Does STL sort use swap or binary copy?

Question

I'm having trouble finding a good answer to this. For some reason I thought STL sort would be implemented using swap for better support of complicated types, but as I ended up digging through the code a bit it appears it is actually doing a binary copy. Can someone confirm this? I guess binary copy would actually be preferred to swap.

Side Question: Are any of the STL algorithms or container operations implemented using swap? (Outside of std::swap obviously.) I want to be aware of when it is prudent to implement my own swap for complicated types.

Edit: Reason I'm asking is if you have something like:

class MyClass {
  vector<int> vec_data;
  int a;
  int b;
}
vector<MyClass> my_vec;
sort(my_vec.begin(), my_vec.end(), MyCustomCompare);

I want to make sure the sort isn't calling the copy constructor of the vector, which would happen if you called the default Copy constructor of MyData. Hence my question is sort calling swap, copy assign, etc?

Answer 1

No, std::sort from the C++ Standard Library is not allowed to do a binary copy on objects with non-trivial copy/assignment operators. I don't see why it can't do binary copies on objects with trivial copy/assignment operators though. Consider this object:

class Explosive {
    Explosive* const self;
public:
    Explosive() :self(this) {}
    Explosive(const Explosive&) :self(this) {}
    ~Explosive() {assert(this==self);}
    Explosive& operator=(const Explosive& rhs) {
        assert(this==self && rhs.self==&rhs); 
        return *this;
    }
    bool operator<(const Explosive& rhs) const 
    {return std::less<Explosive*>(self,rhs.self);}
};

The C++ algorithms are guaranteed to not set off either assert, which means a binary copy would not be valid.

## REQUIRED ACTION
Return the passage of the STL sort thread from "I'm having trouble" up to and including "for complicated types.", copied word for word.

## DATASET EXTRACT

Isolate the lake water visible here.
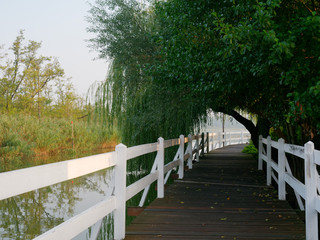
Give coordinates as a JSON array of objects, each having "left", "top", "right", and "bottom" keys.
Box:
[
  {"left": 0, "top": 114, "right": 250, "bottom": 240},
  {"left": 0, "top": 149, "right": 114, "bottom": 240}
]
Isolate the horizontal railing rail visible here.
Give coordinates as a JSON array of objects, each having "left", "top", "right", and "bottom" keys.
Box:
[
  {"left": 258, "top": 136, "right": 320, "bottom": 240},
  {"left": 0, "top": 132, "right": 250, "bottom": 240}
]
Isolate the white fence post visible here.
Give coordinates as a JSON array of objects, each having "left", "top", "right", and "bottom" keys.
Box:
[
  {"left": 196, "top": 134, "right": 199, "bottom": 162},
  {"left": 258, "top": 135, "right": 263, "bottom": 170},
  {"left": 211, "top": 132, "right": 215, "bottom": 151},
  {"left": 278, "top": 138, "right": 286, "bottom": 200},
  {"left": 200, "top": 132, "right": 205, "bottom": 157},
  {"left": 267, "top": 136, "right": 272, "bottom": 186},
  {"left": 240, "top": 131, "right": 243, "bottom": 144},
  {"left": 157, "top": 137, "right": 164, "bottom": 198},
  {"left": 304, "top": 142, "right": 318, "bottom": 240},
  {"left": 114, "top": 144, "right": 127, "bottom": 240},
  {"left": 207, "top": 132, "right": 210, "bottom": 153},
  {"left": 178, "top": 135, "right": 184, "bottom": 179},
  {"left": 188, "top": 134, "right": 192, "bottom": 169}
]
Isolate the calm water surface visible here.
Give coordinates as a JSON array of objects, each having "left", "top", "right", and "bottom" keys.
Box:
[{"left": 0, "top": 149, "right": 114, "bottom": 240}]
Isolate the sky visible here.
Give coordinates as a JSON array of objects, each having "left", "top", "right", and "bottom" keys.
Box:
[{"left": 0, "top": 0, "right": 107, "bottom": 96}]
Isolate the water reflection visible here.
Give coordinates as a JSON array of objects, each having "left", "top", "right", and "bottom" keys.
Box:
[{"left": 0, "top": 151, "right": 114, "bottom": 240}]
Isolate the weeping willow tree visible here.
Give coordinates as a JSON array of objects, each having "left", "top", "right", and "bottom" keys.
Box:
[{"left": 88, "top": 0, "right": 206, "bottom": 146}]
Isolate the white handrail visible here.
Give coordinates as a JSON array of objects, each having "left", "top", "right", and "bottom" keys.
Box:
[
  {"left": 0, "top": 132, "right": 250, "bottom": 240},
  {"left": 258, "top": 136, "right": 320, "bottom": 240}
]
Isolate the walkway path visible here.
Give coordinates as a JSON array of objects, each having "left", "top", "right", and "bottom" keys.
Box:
[{"left": 126, "top": 145, "right": 305, "bottom": 240}]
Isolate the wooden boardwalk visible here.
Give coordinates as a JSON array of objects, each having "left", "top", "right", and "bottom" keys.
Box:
[{"left": 126, "top": 145, "right": 305, "bottom": 240}]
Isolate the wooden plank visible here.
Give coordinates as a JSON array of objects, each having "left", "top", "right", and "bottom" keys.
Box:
[{"left": 126, "top": 145, "right": 305, "bottom": 240}]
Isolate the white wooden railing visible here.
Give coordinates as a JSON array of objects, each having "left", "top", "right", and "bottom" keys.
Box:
[
  {"left": 0, "top": 132, "right": 250, "bottom": 240},
  {"left": 258, "top": 136, "right": 320, "bottom": 240}
]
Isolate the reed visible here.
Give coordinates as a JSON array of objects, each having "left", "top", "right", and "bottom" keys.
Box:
[{"left": 0, "top": 114, "right": 118, "bottom": 172}]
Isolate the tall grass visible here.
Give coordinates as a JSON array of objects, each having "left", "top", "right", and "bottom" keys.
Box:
[{"left": 0, "top": 115, "right": 118, "bottom": 172}]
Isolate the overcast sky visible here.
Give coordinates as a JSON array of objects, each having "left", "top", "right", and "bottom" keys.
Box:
[{"left": 0, "top": 0, "right": 107, "bottom": 95}]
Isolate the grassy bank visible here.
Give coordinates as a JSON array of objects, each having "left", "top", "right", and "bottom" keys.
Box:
[{"left": 0, "top": 115, "right": 118, "bottom": 172}]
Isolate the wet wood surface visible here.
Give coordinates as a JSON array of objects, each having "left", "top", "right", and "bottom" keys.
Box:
[{"left": 126, "top": 145, "right": 305, "bottom": 240}]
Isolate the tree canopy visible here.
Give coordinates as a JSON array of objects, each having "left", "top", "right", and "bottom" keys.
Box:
[
  {"left": 0, "top": 31, "right": 79, "bottom": 118},
  {"left": 89, "top": 0, "right": 320, "bottom": 147}
]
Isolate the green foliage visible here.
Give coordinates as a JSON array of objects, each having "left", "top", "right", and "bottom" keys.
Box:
[
  {"left": 0, "top": 31, "right": 81, "bottom": 118},
  {"left": 0, "top": 115, "right": 117, "bottom": 171},
  {"left": 242, "top": 141, "right": 259, "bottom": 159}
]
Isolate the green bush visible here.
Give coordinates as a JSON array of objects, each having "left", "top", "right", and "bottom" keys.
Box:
[
  {"left": 242, "top": 141, "right": 259, "bottom": 159},
  {"left": 0, "top": 115, "right": 117, "bottom": 172}
]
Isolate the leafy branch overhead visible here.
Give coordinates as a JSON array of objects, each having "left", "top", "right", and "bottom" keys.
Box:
[{"left": 89, "top": 0, "right": 320, "bottom": 147}]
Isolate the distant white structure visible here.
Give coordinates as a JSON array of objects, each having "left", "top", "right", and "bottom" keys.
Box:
[{"left": 195, "top": 109, "right": 250, "bottom": 132}]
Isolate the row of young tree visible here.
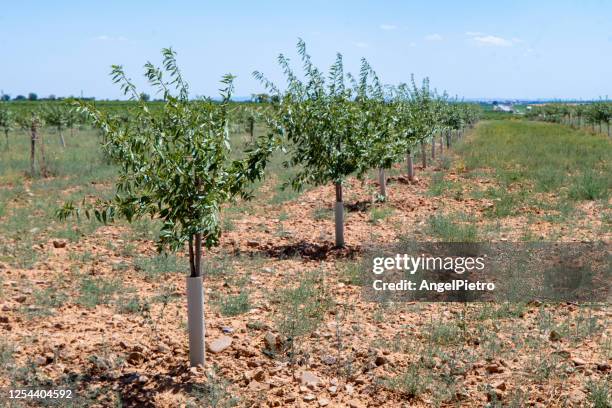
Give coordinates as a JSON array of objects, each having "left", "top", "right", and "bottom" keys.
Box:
[
  {"left": 37, "top": 40, "right": 478, "bottom": 366},
  {"left": 526, "top": 101, "right": 612, "bottom": 136},
  {"left": 0, "top": 103, "right": 87, "bottom": 177}
]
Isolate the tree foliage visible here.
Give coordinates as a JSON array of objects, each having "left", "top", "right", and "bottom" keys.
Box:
[{"left": 58, "top": 49, "right": 274, "bottom": 264}]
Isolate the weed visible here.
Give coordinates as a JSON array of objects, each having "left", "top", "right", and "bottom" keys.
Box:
[
  {"left": 202, "top": 255, "right": 234, "bottom": 277},
  {"left": 187, "top": 373, "right": 239, "bottom": 408},
  {"left": 134, "top": 253, "right": 189, "bottom": 279},
  {"left": 313, "top": 207, "right": 332, "bottom": 221},
  {"left": 425, "top": 321, "right": 463, "bottom": 345},
  {"left": 341, "top": 261, "right": 363, "bottom": 286},
  {"left": 429, "top": 214, "right": 478, "bottom": 242},
  {"left": 370, "top": 207, "right": 393, "bottom": 224},
  {"left": 77, "top": 277, "right": 122, "bottom": 308},
  {"left": 275, "top": 273, "right": 332, "bottom": 350},
  {"left": 216, "top": 290, "right": 251, "bottom": 316},
  {"left": 586, "top": 378, "right": 612, "bottom": 408},
  {"left": 386, "top": 364, "right": 432, "bottom": 398},
  {"left": 568, "top": 170, "right": 612, "bottom": 201}
]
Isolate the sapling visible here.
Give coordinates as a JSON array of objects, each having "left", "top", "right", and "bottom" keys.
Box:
[
  {"left": 43, "top": 104, "right": 68, "bottom": 147},
  {"left": 253, "top": 39, "right": 370, "bottom": 247},
  {"left": 57, "top": 49, "right": 274, "bottom": 366},
  {"left": 0, "top": 102, "right": 15, "bottom": 150}
]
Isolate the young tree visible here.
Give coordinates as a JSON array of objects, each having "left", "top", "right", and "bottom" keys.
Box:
[
  {"left": 253, "top": 39, "right": 369, "bottom": 247},
  {"left": 16, "top": 109, "right": 48, "bottom": 177},
  {"left": 395, "top": 78, "right": 438, "bottom": 181},
  {"left": 58, "top": 49, "right": 274, "bottom": 366},
  {"left": 349, "top": 59, "right": 404, "bottom": 200},
  {"left": 43, "top": 103, "right": 69, "bottom": 147},
  {"left": 0, "top": 103, "right": 15, "bottom": 150}
]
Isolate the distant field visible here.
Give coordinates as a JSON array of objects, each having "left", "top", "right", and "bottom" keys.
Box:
[{"left": 0, "top": 120, "right": 612, "bottom": 407}]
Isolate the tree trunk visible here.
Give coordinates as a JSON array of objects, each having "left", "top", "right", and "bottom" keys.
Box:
[
  {"left": 249, "top": 117, "right": 255, "bottom": 143},
  {"left": 187, "top": 234, "right": 206, "bottom": 367},
  {"left": 378, "top": 168, "right": 387, "bottom": 200},
  {"left": 406, "top": 151, "right": 416, "bottom": 181},
  {"left": 57, "top": 128, "right": 66, "bottom": 147},
  {"left": 34, "top": 126, "right": 48, "bottom": 177},
  {"left": 421, "top": 141, "right": 427, "bottom": 169},
  {"left": 334, "top": 182, "right": 344, "bottom": 248},
  {"left": 431, "top": 138, "right": 436, "bottom": 160},
  {"left": 30, "top": 125, "right": 36, "bottom": 177}
]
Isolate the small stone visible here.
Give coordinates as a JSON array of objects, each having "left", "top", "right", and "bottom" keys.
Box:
[
  {"left": 303, "top": 394, "right": 316, "bottom": 402},
  {"left": 208, "top": 336, "right": 232, "bottom": 354},
  {"left": 374, "top": 356, "right": 387, "bottom": 367},
  {"left": 597, "top": 363, "right": 610, "bottom": 373},
  {"left": 548, "top": 330, "right": 561, "bottom": 341},
  {"left": 349, "top": 400, "right": 366, "bottom": 408},
  {"left": 486, "top": 364, "right": 504, "bottom": 374},
  {"left": 248, "top": 380, "right": 270, "bottom": 391},
  {"left": 317, "top": 398, "right": 329, "bottom": 407},
  {"left": 264, "top": 332, "right": 280, "bottom": 352},
  {"left": 553, "top": 350, "right": 572, "bottom": 358},
  {"left": 253, "top": 370, "right": 266, "bottom": 381},
  {"left": 126, "top": 351, "right": 145, "bottom": 366},
  {"left": 487, "top": 388, "right": 504, "bottom": 402},
  {"left": 53, "top": 241, "right": 66, "bottom": 248},
  {"left": 491, "top": 380, "right": 506, "bottom": 391},
  {"left": 300, "top": 371, "right": 321, "bottom": 386},
  {"left": 157, "top": 343, "right": 170, "bottom": 353}
]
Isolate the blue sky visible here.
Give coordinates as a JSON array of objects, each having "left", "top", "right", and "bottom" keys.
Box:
[{"left": 0, "top": 0, "right": 612, "bottom": 99}]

## SOLUTION TO THE EXERCISE
I'm having trouble finding a good answer to this. For some reason I thought STL sort would be implemented using swap for better support of complicated types, but as I ended up digging through the code a bit it appears it is actually doing a binary copy. Can someone confirm this? I guess binary copy would actually be preferred to swap.

Side Question: Are any of the STL algorithms or container operations implemented using swap? (Outside of std::swap obviously.) I want to be aware of when it is prudent to implement my own swap for complicated types.